* **Exercise instructions**
Rewrite the stretch of the material below from the line containing "Keypoint rule: one marker on every instance of the metal" through the final line as a numbered list, omitting any blank lines.

* **The input**
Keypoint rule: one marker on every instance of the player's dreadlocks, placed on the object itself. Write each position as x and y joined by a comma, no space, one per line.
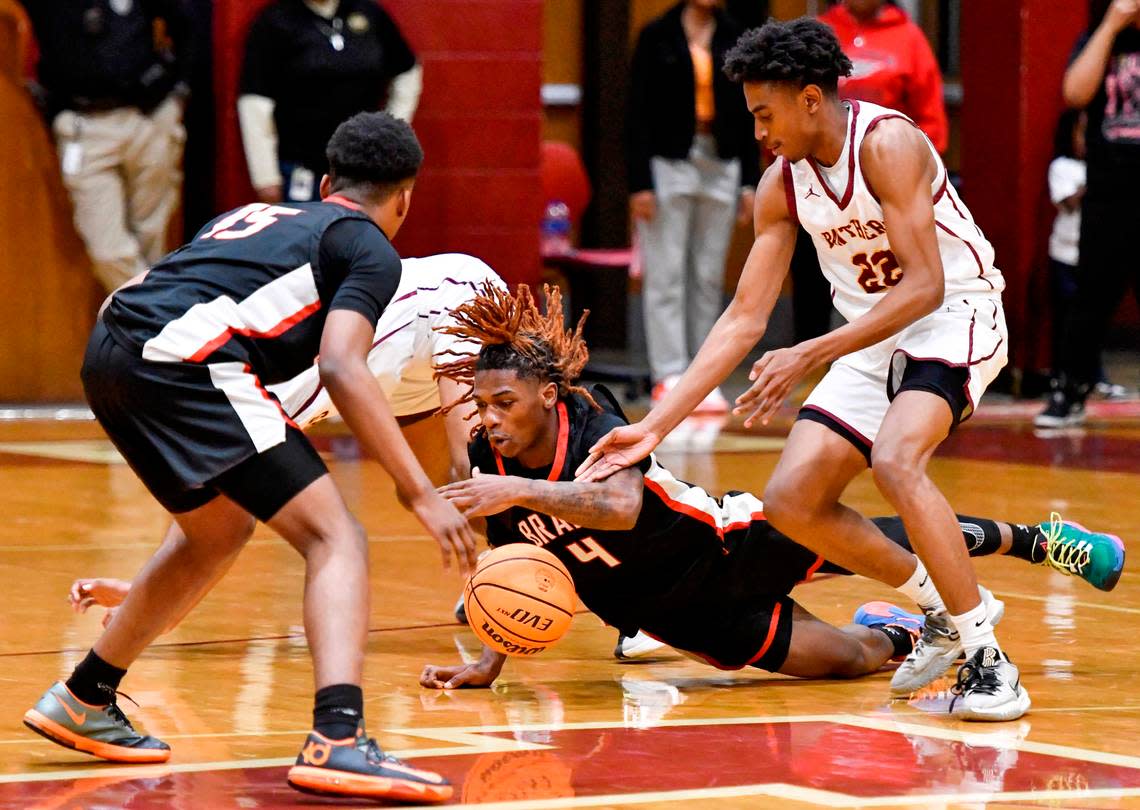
515,335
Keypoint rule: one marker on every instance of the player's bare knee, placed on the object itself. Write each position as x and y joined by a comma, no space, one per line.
894,468
853,660
786,507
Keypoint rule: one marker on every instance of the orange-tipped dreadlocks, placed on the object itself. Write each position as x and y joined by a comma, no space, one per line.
538,342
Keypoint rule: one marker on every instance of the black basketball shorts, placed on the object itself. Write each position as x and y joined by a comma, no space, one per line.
193,431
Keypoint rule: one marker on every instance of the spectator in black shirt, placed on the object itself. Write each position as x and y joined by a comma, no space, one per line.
310,64
115,100
693,168
1104,78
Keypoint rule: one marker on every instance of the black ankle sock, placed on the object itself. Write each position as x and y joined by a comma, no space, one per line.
982,536
1028,542
95,681
900,637
336,710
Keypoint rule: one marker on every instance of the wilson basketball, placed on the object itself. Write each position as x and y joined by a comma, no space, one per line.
520,600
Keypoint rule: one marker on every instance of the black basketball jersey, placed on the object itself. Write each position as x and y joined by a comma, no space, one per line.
255,285
651,577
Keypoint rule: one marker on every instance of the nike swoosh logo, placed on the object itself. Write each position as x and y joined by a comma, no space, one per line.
78,718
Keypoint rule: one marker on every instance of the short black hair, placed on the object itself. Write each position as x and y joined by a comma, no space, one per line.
373,152
804,50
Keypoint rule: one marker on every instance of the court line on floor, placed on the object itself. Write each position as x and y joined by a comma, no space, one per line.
157,540
807,795
245,639
1092,605
474,739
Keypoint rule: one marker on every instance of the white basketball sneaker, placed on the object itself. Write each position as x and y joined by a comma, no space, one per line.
988,688
635,646
937,648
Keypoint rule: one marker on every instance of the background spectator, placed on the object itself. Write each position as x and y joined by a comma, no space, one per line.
894,63
115,100
1104,78
310,64
693,169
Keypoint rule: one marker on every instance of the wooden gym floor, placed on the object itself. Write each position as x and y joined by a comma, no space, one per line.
230,688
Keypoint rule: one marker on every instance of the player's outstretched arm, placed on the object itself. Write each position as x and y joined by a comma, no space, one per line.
356,393
457,423
610,505
738,329
481,673
900,168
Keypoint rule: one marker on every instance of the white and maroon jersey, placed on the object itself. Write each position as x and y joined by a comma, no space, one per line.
408,341
844,217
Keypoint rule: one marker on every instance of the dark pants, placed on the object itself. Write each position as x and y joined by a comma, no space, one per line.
1109,266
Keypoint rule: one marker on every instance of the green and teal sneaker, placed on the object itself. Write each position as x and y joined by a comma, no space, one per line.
102,731
1073,549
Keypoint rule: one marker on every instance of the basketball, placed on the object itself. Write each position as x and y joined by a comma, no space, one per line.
520,600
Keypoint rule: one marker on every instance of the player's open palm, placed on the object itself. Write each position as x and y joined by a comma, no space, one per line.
450,530
481,496
773,377
620,448
471,676
103,591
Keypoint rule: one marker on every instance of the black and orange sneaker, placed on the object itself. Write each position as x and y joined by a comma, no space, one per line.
357,767
102,731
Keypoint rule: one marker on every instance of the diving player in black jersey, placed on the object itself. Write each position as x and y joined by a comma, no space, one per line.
709,577
176,371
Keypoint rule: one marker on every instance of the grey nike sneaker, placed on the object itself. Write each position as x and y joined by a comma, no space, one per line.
937,648
102,731
988,688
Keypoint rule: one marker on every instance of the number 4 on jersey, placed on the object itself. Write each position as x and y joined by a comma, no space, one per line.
588,548
257,217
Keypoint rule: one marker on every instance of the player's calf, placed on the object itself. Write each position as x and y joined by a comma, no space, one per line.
100,730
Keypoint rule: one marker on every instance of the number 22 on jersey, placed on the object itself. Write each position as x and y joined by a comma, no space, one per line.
878,271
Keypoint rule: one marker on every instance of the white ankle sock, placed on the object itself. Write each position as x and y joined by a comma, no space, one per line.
975,630
920,589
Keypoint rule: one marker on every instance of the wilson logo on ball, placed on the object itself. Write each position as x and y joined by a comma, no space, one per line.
520,600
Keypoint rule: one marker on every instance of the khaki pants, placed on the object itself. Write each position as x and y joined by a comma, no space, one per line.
123,172
684,250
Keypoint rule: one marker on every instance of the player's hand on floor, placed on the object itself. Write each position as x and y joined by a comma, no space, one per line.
481,495
104,591
455,677
449,529
620,448
773,377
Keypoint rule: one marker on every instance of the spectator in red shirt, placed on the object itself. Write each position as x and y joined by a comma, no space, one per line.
894,64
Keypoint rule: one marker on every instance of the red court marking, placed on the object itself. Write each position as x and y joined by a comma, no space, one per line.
1020,444
588,762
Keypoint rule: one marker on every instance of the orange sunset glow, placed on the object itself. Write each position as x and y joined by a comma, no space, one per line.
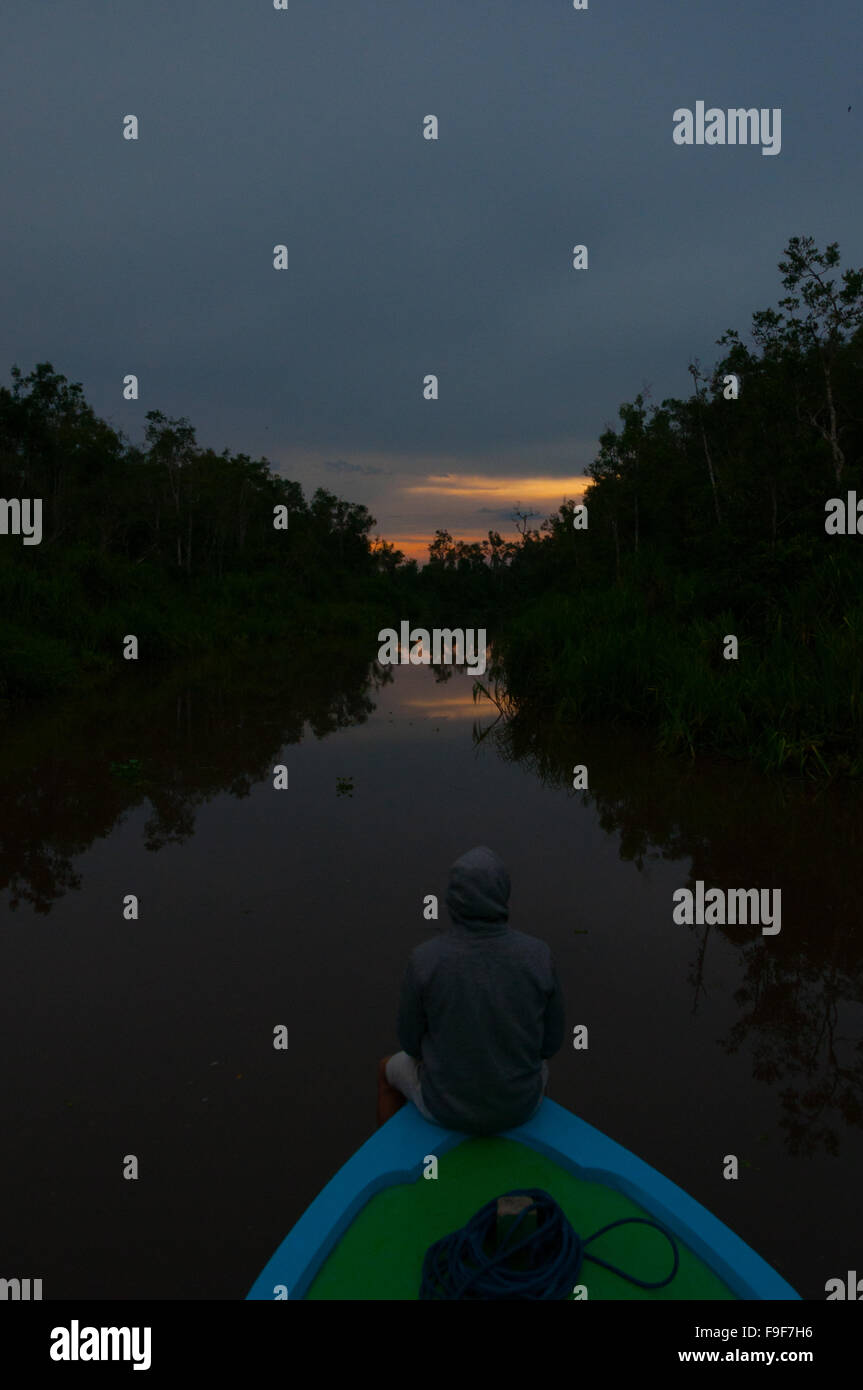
496,498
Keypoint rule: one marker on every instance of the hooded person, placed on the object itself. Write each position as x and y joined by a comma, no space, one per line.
480,1012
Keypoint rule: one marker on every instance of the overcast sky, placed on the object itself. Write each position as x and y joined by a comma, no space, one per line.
409,256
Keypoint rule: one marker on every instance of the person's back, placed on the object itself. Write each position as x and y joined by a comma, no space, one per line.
481,1007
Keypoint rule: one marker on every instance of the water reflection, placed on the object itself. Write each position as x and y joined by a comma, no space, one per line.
74,773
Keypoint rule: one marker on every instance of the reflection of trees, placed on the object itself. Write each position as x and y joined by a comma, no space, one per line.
71,776
740,829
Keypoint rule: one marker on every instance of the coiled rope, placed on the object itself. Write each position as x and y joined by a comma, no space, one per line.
460,1266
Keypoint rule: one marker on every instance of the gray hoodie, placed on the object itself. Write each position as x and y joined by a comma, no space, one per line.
481,1007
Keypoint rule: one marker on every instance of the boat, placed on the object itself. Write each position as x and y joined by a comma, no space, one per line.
367,1232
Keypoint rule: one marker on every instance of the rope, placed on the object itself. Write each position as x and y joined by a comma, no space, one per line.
459,1266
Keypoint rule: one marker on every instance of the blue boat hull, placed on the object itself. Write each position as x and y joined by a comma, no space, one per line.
396,1153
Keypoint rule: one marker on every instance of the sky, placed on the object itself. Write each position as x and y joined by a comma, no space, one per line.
406,256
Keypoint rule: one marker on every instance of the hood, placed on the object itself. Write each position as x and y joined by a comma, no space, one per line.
478,893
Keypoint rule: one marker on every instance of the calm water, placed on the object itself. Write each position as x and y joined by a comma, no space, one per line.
298,908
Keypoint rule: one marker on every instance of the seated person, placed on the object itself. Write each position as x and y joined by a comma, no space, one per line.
481,1009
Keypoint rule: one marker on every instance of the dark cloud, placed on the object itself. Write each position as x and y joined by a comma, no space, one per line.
367,470
406,256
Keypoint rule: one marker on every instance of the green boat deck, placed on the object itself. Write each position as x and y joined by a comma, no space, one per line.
381,1254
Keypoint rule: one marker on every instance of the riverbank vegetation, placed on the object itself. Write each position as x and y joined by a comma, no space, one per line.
706,517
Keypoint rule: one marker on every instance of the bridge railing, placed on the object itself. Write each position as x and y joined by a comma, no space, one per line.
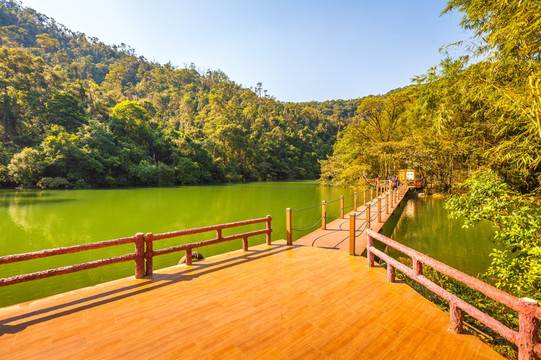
138,256
529,312
150,238
386,194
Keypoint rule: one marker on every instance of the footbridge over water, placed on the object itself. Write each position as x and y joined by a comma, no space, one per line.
348,231
277,300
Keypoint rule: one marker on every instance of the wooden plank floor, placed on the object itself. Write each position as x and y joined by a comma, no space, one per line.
336,235
273,302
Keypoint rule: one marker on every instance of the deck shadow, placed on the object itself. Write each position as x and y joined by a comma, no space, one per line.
158,280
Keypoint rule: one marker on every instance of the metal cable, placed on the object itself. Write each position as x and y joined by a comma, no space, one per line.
306,208
308,228
336,215
362,212
330,202
361,231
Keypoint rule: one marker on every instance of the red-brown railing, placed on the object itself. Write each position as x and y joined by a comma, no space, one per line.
529,312
150,238
139,255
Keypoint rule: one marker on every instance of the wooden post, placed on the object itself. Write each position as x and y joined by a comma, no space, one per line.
528,327
149,255
417,267
368,215
269,229
369,254
391,273
188,256
379,209
364,196
352,234
289,227
323,215
139,255
456,317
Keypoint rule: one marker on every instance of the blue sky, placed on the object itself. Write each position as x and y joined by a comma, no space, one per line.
300,50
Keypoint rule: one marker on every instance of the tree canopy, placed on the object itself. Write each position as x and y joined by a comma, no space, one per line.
99,115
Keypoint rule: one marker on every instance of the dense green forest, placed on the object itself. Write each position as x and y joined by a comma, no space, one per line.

* **Expected answer**
1. Keypoint rule: one marker on every instance of the metal cable, placed on the object itself. Write each position as x and y joined by a comma, no space, one per line.
2. 306,208
3. 308,228
4. 336,215
5. 362,212
6. 330,202
7. 361,231
8. Keypoint rule: one marker on every instance of the red-brown railing, placed on the object itself. Write each position as x and y joined by a comma, no space, one per line.
9. 529,312
10. 150,238
11. 139,255
12. Keypoint rule: one marker on every instance of the wooden post, placed on the object itself. Write each position as x and y joined by a comma, no space, one per line.
13. 528,327
14. 149,255
15. 417,267
16. 368,215
17. 269,229
18. 369,254
19. 391,273
20. 188,256
21. 379,209
22. 364,196
23. 352,234
24. 289,227
25. 323,215
26. 139,255
27. 456,317
28. Keypoint rule: one marker on every instance of the blue sky, placed on the object itself. Write each position as x and y joined by a comma, no space, one per line.
29. 300,50
30. Keypoint rule: one marker on every instance of the tree canopy, placed on the object itself. Write each position as x and y joined by a comma, no space, one per line.
31. 99,115
32. Keypoint rule: one marker on every instance of the dense green forest, placed on the object itself. Write each position as x and y joined by a comma, no space, one per line.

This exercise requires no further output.